УСЛОВИЯ ЗАДАНИЯ:
Можете ли вы кратко, в виде списка, пересказать абзац из фрагмента о древнерусских словах, который начинается словами «Слово строка обозначает», сохранив его главные факты?

ФРАГМЕНТ ИСТОЧНИКА:
***

Читаем Древняя Русь : наследие в слове. Мудрость слова полностью

Слово рядъ обозначает уговор о согласии — в целом как речевое давление на события. Равенство членов общины или договаривающихся сторон тут важнее всего, тогда как соотношение санъ — чинъ с самого начала символично и потому представлено как родовое, уже наполнено родовым смыслом. Рядъ ‘договор’ представлен в текстах до XII в., после чего сменяется термином докончание, с тем чтобы и этот с середины XVI в. окончательно был вытеснен словом договор. В последнем — возвращение к смыслу исходного юридического термина рядъ (у-говор), но в семантически обновленной и понятной форме (Сергеев, 1972, с. 184 и след.). Слово рядъ становится родовым (гиперонимом) в отношении к многим другим обозначениям «ряда», столь же конкретным по исходному значению корня, и вбирает в себя их прежние смыслы.

Слово строка обозначает точку знака, мельчайший элемент возможного ряда: прѣстрокы у Иоанна Экзарха — мельчайшие элементы, соответствуют греч. άτομος ‘неделимый’. С XIV в. последовательность таких точек воспринимается как строчка одномерных знаков — строчки письма, т. е. ряд, но в значении ‘ряд’ это слово употребляется не ранее XVI в.

Слово пласа — полоса столь же вещно обозначает кусок пахотной земли; родственные славянским языки выдают древнее значение корня — это ‘земля, годная под пашню’ (Фасмер, 3, с. 315). Самые древние примеры употребления слова указывают на то же. В «Шестодневе» Иоанна Экзарха пласапояса земли, которых пять, но только на двух из них обитают живые существа: «яко пять поясъ есть въ всей земли, рекше пласъ (т. е. полос земли)», «а по двѣма пласома живут вси животи», и потому живут, что находятся в удачном климатическом расположении: «а иже на пласѣ живуть, яже есть подъ кругомъ равноденнымъ» (Шестоднев, л. 113-113 об.). Это значение слова сохранялось долго, до XIV в. (некто дал в наследство «кривую полосу, полоса земли Урвановьская» — в грамоте 1350 г.(Материалы, II, с. 1138)), да еще и сегодня вполне понятно («только не сжата полоска одна...»). Столь же «вещное» значение ‘узкий кусок’ какого-то материала (ткани, металла, сети и пр.) слово получало с XVI в. Любопытно, что тогда же в переносном смысле и слово земля стало употребляться для обозначения фона, поля, по которому на чем-либо делается рисунок: «ризы отласъ золотной на червчатой землѣ» (СлРЯ, 5, с. 377).

***

ПРЕДСТАВЛЕННЫЙ МАТЕРИАЛ:
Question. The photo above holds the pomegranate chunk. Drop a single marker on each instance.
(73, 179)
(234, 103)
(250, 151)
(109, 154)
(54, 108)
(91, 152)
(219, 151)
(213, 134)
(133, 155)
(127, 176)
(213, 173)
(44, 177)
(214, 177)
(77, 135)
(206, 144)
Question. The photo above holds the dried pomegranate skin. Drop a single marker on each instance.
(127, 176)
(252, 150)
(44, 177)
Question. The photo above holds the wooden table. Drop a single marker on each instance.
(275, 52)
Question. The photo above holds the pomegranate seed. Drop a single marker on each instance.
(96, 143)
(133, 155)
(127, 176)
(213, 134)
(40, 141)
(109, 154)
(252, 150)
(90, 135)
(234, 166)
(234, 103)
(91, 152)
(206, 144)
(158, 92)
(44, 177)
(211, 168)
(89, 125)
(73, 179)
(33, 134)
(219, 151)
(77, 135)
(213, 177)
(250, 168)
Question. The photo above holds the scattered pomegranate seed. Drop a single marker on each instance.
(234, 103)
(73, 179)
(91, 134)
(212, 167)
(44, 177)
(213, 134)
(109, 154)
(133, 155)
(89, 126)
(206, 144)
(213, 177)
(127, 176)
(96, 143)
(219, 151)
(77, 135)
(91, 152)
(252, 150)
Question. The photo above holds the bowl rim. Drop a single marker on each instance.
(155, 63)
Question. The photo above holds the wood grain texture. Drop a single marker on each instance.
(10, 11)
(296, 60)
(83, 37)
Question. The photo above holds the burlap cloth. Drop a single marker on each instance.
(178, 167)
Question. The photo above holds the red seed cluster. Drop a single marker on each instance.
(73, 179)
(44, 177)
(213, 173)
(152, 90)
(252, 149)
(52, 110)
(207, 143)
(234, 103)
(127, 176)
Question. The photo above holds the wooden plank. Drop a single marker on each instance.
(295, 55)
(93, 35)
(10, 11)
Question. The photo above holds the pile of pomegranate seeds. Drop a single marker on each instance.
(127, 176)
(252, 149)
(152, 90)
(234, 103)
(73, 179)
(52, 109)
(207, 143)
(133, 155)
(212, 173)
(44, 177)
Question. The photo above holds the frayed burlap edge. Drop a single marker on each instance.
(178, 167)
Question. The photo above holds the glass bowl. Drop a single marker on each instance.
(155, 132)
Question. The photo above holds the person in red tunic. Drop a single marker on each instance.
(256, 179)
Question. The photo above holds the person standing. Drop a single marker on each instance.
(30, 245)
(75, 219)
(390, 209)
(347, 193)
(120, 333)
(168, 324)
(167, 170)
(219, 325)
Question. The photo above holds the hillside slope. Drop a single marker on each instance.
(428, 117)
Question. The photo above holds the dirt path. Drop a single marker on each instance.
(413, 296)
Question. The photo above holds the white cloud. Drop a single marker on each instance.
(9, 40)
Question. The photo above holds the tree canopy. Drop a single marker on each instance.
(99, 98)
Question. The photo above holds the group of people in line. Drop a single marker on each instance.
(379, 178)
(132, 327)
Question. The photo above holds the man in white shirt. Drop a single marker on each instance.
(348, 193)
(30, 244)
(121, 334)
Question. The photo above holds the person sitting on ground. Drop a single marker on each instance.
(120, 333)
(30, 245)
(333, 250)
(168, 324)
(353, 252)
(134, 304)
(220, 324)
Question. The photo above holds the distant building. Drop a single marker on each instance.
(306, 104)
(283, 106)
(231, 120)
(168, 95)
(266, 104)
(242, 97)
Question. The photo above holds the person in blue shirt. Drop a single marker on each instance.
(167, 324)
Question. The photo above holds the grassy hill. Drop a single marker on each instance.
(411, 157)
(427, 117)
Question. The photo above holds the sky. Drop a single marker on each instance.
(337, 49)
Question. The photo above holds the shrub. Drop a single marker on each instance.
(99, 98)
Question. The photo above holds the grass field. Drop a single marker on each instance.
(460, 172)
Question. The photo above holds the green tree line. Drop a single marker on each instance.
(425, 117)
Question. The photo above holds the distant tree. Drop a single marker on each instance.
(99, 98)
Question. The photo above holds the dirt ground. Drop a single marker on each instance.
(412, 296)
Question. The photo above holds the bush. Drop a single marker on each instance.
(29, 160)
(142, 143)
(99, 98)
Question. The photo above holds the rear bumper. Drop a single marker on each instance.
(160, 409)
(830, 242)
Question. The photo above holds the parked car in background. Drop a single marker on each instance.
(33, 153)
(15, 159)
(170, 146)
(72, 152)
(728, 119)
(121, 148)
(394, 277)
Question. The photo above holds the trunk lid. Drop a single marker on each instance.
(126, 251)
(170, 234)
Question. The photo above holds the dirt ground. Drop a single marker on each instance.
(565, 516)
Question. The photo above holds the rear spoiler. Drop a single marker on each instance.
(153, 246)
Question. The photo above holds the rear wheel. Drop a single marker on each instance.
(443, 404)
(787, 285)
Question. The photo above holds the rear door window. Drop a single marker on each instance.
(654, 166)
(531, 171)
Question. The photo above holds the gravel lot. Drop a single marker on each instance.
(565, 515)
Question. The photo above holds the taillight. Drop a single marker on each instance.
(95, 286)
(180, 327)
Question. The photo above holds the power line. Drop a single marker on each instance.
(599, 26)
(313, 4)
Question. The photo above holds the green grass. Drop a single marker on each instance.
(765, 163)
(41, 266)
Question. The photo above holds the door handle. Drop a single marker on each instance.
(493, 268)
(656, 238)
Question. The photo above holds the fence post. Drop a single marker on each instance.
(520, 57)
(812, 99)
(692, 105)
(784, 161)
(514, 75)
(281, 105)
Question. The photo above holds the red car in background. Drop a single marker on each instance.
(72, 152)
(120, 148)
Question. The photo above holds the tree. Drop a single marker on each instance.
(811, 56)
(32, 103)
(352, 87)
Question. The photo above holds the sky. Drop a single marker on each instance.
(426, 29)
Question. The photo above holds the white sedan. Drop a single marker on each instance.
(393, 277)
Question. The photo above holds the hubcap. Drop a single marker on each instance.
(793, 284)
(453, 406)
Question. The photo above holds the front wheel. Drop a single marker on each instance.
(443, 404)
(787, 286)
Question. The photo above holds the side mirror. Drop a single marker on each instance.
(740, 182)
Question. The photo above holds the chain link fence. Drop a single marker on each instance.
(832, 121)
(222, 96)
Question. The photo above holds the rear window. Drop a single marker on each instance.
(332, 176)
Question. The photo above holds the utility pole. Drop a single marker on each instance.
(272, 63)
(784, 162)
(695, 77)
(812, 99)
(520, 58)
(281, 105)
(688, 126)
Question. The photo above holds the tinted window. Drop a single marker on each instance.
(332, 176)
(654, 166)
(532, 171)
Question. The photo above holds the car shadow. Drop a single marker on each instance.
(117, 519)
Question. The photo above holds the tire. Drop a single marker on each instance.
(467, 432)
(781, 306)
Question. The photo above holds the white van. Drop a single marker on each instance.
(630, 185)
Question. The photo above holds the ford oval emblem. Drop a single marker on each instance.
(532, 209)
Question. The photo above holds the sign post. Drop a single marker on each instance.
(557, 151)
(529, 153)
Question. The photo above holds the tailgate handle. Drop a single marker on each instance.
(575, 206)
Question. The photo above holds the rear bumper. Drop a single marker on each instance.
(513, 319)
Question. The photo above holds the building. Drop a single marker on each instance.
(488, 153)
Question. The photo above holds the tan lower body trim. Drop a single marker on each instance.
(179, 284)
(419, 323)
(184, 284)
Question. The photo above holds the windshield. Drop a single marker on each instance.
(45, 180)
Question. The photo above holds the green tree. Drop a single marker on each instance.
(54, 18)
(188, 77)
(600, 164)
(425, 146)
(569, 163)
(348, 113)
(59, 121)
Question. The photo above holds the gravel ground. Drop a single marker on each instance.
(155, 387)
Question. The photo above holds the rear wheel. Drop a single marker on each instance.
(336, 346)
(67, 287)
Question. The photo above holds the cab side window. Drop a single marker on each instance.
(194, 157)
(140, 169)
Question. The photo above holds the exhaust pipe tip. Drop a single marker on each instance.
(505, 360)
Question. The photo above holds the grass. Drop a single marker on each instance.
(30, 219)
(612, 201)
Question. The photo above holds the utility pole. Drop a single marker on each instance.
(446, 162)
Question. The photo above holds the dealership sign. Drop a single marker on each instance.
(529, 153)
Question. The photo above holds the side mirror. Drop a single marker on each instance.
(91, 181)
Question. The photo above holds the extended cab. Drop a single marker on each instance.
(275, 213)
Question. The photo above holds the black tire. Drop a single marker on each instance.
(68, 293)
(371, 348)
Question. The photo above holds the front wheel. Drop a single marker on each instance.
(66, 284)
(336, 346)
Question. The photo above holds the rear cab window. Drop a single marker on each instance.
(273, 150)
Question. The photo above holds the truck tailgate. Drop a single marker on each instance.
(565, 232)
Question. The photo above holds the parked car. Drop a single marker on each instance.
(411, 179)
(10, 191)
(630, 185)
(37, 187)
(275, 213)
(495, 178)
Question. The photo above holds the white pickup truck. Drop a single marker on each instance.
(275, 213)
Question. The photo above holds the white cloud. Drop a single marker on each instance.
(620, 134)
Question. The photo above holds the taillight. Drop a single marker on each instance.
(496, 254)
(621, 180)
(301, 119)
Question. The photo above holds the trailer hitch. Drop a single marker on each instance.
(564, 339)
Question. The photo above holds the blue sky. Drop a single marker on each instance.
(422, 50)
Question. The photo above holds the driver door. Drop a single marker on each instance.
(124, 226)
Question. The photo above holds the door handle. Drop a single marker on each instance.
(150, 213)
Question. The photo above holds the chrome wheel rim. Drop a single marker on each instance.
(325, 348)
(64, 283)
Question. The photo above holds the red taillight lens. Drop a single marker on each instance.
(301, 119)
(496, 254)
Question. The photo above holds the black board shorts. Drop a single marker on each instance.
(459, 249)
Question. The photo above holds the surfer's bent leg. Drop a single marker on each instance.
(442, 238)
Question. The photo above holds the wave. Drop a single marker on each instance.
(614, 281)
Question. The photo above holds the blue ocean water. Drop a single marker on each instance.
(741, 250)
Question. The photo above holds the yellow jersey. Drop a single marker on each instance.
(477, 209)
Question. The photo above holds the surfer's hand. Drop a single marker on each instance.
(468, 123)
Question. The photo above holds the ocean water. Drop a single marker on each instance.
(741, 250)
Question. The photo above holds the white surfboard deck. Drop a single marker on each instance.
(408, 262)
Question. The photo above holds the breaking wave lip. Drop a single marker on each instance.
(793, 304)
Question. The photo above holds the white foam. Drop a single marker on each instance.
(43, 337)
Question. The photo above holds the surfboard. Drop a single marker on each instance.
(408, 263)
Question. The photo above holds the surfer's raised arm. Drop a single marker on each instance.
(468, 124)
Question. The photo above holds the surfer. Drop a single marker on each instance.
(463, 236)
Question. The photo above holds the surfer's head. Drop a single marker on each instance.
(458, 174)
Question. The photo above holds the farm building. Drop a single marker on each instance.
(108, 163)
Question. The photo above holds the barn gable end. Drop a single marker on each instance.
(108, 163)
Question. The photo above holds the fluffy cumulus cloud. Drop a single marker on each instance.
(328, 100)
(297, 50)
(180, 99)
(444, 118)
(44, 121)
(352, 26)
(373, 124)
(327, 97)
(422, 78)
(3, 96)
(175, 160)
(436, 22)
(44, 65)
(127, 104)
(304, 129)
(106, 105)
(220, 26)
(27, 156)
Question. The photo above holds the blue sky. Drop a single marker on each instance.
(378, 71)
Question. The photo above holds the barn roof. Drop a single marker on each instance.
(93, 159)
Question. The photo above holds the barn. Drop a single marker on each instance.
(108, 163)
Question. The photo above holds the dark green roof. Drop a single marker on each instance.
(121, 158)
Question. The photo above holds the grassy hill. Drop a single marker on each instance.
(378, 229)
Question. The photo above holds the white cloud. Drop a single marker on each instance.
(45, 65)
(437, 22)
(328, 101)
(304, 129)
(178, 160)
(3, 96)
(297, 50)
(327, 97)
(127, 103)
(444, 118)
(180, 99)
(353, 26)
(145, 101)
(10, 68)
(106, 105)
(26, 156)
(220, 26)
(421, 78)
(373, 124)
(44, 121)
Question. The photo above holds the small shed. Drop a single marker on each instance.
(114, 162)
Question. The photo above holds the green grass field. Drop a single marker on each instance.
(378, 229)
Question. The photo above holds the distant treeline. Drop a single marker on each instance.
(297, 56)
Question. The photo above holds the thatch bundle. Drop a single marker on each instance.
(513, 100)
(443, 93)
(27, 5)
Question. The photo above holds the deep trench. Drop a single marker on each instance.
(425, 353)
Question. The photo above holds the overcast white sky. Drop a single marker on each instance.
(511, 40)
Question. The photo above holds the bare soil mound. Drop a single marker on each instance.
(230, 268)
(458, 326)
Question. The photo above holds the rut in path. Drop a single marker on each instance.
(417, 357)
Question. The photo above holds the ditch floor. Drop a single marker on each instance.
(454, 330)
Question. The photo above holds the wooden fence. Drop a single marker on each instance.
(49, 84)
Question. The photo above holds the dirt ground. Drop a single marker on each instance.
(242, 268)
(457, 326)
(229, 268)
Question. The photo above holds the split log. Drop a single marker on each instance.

***

ГОТОВОЕ РЕШЕНИЕ:
- Слово «строка» обозначает точку знака, мельчайший элемент возможного ряда.
- У Иоанна Экзарха «прѣстрокы» — мельчайшие элементы. Они соответствуют греческому άτομος ‘неделимый’.
- С XIV в. последовательность таких точек воспринимается как строчка одномерных знаков, то есть строчки письма.
- В значении ‘ряд’ слово употребляется не ранее XVI в.